• Goal:
In the entries that follow, identify the line containing "Tag every instance of the riding" and return it together with all later lines, exactly as they appear.

• Supplied information:
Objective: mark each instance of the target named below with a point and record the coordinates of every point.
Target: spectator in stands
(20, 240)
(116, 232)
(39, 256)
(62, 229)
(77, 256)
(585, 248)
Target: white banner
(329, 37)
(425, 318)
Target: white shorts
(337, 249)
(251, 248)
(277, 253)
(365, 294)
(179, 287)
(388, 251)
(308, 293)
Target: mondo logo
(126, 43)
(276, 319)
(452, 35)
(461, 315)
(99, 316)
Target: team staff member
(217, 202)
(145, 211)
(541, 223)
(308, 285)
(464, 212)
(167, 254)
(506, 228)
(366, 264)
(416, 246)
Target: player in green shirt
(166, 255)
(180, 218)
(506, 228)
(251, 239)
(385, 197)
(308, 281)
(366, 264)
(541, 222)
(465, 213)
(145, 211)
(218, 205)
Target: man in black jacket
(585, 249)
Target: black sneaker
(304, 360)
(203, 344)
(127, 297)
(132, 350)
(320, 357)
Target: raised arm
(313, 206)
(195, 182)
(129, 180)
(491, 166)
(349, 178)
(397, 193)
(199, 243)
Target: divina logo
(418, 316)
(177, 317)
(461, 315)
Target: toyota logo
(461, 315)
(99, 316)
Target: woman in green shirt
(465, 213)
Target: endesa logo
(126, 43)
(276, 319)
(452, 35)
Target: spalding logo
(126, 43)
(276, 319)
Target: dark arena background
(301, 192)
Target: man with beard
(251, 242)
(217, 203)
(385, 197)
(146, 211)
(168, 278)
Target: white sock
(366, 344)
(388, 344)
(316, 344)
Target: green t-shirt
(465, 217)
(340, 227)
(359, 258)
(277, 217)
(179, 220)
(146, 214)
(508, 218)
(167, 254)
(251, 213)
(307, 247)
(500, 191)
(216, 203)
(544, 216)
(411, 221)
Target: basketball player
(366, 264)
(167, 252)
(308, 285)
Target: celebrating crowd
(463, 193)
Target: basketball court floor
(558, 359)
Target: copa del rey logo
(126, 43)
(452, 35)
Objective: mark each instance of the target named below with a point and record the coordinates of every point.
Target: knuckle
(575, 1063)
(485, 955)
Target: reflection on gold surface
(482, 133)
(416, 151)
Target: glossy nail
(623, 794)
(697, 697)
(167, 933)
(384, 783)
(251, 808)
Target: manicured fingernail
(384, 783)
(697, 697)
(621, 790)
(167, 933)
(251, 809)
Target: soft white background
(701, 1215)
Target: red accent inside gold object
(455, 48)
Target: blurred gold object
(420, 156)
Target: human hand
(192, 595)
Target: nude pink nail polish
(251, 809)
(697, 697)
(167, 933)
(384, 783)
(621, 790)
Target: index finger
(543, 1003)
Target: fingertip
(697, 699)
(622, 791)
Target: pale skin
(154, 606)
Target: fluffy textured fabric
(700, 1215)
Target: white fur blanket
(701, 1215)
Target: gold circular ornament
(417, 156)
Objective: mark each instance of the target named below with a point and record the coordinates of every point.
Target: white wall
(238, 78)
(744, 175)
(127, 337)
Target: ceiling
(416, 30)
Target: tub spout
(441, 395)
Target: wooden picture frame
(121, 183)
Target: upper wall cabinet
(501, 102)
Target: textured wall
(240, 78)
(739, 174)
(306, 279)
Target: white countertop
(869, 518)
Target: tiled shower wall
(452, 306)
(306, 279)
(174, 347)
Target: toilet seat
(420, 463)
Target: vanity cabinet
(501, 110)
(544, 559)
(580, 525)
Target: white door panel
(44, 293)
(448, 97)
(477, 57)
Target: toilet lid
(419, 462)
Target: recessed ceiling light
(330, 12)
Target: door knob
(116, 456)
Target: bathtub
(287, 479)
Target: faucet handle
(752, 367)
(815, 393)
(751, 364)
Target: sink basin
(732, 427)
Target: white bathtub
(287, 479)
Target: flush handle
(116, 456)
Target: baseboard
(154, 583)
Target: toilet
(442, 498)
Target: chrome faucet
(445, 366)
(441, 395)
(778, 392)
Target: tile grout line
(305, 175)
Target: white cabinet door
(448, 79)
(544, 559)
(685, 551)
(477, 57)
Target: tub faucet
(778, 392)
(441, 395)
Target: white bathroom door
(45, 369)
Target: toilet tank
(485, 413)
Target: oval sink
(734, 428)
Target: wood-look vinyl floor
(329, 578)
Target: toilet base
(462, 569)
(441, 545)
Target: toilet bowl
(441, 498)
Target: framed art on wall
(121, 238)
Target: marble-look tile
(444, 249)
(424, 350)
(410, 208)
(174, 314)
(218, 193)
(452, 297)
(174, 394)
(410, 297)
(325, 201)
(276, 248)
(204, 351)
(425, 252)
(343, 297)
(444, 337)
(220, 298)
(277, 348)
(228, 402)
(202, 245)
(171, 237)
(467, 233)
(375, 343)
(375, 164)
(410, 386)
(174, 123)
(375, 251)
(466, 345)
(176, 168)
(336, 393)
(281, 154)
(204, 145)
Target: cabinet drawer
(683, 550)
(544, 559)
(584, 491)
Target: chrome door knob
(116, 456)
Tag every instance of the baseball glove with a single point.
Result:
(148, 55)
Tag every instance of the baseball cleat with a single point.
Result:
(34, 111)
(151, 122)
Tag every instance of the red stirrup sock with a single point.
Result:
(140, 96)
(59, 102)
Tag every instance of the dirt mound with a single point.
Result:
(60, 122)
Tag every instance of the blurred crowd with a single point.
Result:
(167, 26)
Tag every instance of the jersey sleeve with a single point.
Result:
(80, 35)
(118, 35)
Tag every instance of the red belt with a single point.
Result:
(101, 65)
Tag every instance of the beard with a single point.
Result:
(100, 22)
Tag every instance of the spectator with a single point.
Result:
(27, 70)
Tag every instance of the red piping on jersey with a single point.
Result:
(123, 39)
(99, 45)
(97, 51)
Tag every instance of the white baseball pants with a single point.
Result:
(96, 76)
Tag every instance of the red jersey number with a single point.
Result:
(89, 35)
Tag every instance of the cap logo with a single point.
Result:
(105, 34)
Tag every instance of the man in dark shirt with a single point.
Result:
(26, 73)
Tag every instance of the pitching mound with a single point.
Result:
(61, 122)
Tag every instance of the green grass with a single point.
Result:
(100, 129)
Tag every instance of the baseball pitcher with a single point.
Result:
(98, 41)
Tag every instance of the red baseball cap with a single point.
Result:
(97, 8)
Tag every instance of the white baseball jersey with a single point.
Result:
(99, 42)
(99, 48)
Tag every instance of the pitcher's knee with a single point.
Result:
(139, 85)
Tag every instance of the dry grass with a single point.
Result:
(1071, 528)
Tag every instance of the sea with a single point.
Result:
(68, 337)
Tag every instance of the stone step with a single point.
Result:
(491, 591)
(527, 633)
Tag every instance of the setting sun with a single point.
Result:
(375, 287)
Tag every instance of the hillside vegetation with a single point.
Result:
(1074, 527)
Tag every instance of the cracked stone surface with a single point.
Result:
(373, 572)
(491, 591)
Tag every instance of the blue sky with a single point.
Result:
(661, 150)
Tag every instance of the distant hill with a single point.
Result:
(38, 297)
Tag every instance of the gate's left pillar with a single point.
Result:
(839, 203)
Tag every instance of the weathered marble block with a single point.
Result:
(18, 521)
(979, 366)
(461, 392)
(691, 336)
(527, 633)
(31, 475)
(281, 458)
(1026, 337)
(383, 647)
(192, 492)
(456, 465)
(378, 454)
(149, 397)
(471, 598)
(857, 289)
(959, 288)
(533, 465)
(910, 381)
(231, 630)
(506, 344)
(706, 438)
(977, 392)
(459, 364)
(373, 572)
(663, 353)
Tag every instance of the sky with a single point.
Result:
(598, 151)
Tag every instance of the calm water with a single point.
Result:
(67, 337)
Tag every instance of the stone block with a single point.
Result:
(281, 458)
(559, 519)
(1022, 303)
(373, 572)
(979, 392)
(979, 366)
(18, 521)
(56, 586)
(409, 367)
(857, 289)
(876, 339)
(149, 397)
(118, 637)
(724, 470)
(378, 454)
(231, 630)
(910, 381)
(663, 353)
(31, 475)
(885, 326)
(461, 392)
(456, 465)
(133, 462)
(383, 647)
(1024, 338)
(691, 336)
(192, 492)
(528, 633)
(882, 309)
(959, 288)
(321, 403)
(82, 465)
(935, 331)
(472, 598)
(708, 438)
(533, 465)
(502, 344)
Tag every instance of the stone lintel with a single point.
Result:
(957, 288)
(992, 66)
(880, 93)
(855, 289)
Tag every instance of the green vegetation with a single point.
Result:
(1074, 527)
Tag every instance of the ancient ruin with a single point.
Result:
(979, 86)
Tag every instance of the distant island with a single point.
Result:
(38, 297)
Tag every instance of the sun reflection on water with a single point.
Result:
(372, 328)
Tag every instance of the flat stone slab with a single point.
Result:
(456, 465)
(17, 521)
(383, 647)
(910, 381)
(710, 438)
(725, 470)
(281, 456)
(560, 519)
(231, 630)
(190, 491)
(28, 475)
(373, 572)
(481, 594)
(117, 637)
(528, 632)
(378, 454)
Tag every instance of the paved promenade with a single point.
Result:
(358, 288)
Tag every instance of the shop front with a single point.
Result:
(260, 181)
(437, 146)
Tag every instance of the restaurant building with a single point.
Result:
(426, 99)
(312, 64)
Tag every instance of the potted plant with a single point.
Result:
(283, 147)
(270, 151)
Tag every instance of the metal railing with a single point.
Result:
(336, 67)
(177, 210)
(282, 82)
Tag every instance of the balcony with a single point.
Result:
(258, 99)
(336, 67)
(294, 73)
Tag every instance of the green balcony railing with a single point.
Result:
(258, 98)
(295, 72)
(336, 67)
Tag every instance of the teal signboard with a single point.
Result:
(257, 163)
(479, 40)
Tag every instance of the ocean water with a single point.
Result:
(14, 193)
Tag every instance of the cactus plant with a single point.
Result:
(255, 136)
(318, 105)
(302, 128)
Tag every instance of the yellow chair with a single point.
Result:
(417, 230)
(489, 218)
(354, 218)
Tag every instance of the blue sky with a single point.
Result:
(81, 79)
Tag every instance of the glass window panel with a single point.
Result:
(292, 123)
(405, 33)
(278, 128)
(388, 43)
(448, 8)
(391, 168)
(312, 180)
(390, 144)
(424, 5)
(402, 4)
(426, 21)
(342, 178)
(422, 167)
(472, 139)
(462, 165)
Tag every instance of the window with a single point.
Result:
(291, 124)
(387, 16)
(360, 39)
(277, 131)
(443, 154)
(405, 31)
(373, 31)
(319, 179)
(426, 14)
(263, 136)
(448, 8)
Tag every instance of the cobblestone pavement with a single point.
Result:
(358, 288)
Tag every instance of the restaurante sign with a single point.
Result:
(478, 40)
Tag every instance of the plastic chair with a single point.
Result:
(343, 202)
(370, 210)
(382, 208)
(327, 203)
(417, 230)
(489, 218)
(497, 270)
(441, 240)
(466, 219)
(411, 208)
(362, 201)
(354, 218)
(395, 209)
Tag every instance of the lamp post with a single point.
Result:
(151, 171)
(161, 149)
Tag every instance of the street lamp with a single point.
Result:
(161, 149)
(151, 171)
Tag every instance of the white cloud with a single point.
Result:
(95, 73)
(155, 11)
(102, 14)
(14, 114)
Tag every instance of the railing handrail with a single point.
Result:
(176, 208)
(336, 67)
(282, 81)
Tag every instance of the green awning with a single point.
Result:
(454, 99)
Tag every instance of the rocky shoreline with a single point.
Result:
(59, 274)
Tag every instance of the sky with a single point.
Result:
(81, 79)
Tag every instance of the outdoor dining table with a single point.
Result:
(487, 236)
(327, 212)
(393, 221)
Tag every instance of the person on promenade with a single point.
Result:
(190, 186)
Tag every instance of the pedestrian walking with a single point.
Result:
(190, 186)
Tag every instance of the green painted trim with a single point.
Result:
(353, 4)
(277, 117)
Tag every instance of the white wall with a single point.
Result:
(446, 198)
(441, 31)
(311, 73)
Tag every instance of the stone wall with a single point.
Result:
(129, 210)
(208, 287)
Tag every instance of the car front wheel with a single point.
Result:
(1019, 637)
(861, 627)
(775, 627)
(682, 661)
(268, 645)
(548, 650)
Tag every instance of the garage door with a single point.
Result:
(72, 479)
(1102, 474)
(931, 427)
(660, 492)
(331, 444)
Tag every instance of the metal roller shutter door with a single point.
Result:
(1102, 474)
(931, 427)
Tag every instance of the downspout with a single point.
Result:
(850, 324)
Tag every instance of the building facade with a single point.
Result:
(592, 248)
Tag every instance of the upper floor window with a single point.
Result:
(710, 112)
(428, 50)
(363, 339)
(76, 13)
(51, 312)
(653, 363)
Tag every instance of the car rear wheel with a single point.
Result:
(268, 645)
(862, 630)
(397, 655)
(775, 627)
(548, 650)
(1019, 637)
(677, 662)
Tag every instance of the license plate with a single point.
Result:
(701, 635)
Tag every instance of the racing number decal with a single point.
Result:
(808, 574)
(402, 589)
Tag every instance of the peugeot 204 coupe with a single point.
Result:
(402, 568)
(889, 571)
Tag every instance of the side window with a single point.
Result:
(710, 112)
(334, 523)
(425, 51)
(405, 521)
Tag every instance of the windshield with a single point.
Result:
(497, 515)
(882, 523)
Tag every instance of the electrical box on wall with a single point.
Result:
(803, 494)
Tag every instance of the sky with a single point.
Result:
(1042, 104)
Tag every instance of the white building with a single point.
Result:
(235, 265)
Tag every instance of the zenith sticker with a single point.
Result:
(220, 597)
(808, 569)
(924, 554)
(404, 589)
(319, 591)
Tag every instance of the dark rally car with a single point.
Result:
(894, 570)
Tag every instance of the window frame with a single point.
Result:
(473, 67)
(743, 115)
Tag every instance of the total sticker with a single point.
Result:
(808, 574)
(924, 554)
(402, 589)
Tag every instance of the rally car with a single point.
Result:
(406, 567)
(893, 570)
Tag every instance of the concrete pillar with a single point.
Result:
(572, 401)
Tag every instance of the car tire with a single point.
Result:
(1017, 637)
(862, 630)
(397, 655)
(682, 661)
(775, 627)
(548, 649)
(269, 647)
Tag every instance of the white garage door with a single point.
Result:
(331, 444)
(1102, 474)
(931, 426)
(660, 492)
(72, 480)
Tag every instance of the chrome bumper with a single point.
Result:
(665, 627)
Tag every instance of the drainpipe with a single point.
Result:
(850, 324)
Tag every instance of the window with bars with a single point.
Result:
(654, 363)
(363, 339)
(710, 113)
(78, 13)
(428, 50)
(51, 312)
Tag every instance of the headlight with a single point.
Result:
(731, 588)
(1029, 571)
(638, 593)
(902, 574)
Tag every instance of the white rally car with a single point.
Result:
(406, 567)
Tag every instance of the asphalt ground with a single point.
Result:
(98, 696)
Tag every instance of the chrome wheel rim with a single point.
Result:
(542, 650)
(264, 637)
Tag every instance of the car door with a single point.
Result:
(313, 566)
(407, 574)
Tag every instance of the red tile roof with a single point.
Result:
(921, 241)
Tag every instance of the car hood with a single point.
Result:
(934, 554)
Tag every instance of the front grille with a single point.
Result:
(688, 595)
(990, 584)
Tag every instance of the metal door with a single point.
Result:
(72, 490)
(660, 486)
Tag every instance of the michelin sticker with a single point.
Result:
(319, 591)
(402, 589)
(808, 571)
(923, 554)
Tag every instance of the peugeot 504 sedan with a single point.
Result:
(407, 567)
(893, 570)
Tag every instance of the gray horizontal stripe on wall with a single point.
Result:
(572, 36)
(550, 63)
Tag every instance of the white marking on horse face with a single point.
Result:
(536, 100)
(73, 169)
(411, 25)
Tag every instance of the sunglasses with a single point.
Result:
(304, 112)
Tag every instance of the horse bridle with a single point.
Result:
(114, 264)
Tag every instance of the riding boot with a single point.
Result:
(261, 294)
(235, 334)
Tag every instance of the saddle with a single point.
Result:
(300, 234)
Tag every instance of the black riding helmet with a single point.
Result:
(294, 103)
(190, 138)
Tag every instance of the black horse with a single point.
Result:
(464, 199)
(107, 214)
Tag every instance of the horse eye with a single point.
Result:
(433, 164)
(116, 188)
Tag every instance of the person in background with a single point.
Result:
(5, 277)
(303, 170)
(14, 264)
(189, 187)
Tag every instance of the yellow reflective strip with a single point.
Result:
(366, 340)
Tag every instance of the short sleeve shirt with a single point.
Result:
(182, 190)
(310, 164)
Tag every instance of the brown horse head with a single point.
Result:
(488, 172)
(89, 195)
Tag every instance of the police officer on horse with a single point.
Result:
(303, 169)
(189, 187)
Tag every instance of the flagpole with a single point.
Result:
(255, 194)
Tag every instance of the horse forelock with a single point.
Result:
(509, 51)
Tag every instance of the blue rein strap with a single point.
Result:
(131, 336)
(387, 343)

• Reply to the exercise:
Tag every instance of the riding boot with a single point.
Result:
(261, 294)
(235, 334)
Tag every instance of the saddle with a single point.
Result:
(300, 234)
Tag every instance of the black riding helmet with a single point.
Result:
(294, 103)
(190, 138)
Tag every instance of the black horse with a single point.
Result:
(464, 199)
(107, 214)
Tag every instance of the horse eye with a single point.
Result:
(433, 164)
(116, 188)
Tag every instance of the person in background with a single point.
Result:
(5, 277)
(303, 170)
(14, 264)
(189, 187)
Tag every instance of the yellow reflective strip with a single point.
Result:
(366, 340)
Tag every instance of the short sleeve shirt with a single point.
Result:
(182, 190)
(310, 164)
Tag every instance of the brown horse head with a single point.
Result:
(488, 172)
(89, 195)
Tag every instance of the police officer on horse with a single point.
Result:
(303, 169)
(189, 187)
Tag every instance of the flagpole with a single point.
Result:
(255, 194)
Tag every instance of the horse forelock with a single point.
Result:
(509, 51)
Tag every instance of the blue rein strap with a single point.
Result:
(131, 336)
(387, 343)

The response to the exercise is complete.